RECORDED DATA:
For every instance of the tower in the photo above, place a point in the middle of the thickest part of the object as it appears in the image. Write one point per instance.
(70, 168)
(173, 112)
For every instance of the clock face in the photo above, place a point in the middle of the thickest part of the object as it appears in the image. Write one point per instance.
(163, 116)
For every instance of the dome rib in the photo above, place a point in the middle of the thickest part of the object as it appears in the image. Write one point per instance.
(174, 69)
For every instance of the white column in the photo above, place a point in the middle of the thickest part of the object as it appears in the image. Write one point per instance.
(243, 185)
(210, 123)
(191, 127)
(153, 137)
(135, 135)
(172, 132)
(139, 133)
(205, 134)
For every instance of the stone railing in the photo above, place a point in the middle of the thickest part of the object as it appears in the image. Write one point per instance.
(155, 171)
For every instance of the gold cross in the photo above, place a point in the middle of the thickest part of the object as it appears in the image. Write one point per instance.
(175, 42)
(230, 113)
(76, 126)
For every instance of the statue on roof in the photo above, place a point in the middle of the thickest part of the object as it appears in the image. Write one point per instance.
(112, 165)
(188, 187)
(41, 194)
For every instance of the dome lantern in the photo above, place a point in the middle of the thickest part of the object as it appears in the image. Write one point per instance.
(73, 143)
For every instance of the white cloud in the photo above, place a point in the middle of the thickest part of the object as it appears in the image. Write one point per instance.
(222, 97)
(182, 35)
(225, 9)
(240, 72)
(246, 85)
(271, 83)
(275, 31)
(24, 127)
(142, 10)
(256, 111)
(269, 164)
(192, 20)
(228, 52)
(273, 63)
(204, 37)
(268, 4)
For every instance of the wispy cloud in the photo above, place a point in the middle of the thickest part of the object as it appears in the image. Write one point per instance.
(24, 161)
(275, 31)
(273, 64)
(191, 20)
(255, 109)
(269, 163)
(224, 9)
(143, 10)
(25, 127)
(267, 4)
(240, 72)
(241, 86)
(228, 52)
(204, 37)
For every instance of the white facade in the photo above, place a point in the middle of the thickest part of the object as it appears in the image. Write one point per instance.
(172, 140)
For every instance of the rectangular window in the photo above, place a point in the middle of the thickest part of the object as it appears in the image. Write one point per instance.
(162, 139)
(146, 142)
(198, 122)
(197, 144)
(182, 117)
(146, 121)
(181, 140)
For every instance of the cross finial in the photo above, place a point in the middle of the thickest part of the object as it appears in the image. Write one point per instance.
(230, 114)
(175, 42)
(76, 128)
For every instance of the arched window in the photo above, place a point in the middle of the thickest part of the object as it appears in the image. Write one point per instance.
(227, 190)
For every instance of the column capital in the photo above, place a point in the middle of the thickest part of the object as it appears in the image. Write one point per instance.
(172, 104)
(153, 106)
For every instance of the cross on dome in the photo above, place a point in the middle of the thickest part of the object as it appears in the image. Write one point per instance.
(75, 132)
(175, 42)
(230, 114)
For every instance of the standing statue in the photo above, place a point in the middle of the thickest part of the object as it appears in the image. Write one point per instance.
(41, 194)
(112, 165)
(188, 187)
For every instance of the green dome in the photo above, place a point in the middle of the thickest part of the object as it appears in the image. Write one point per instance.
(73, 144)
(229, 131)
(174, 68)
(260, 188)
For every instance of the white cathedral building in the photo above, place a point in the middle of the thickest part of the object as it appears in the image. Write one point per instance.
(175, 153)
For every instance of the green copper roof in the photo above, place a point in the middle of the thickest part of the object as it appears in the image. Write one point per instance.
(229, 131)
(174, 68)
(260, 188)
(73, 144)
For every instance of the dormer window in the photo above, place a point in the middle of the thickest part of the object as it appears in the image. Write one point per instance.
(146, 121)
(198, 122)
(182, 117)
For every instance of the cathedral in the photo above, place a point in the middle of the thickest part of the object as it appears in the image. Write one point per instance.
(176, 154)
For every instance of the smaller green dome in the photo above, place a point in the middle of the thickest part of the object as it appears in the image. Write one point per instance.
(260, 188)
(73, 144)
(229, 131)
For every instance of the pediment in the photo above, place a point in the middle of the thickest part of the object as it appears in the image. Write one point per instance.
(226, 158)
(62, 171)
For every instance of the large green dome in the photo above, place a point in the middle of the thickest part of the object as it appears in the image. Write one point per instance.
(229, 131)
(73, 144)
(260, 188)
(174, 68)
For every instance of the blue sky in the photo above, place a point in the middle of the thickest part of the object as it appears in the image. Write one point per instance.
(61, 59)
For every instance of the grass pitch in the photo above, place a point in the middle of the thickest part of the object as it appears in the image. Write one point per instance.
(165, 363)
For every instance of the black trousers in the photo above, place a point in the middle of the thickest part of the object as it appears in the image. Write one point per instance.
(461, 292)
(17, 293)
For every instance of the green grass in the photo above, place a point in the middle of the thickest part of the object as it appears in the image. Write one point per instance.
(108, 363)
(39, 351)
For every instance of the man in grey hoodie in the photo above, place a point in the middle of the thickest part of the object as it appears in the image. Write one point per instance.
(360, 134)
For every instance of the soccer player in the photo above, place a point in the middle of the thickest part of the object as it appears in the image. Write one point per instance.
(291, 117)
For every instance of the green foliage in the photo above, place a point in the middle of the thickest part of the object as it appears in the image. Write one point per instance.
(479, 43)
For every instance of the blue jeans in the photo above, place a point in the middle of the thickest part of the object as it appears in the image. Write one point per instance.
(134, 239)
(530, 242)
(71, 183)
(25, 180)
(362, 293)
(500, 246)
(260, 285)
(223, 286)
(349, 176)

GIVEN PROBLEM: Please copy the material again, starting at the line that contains "For every instance of the soccer" and ending with the final line of the material. Keep every line and add -3 to each coordinate in the answers.

RESPONSE:
For every instance of the soccer player in the photo above, place a point in the middle of the thickest part of the object as it appears in the image. Write one point per instance.
(288, 114)
For every instance of the green foliage in the photo above, place a point in the middle of the thickest part of the object as it appears in the image. Write one point per instance.
(476, 40)
For every instance of the blue jeans in the photo above, place a point in the middle of the thickest part of the object as it appears in the image. Write one point per instance.
(131, 236)
(527, 239)
(68, 180)
(22, 177)
(359, 290)
(497, 243)
(257, 282)
(220, 283)
(346, 173)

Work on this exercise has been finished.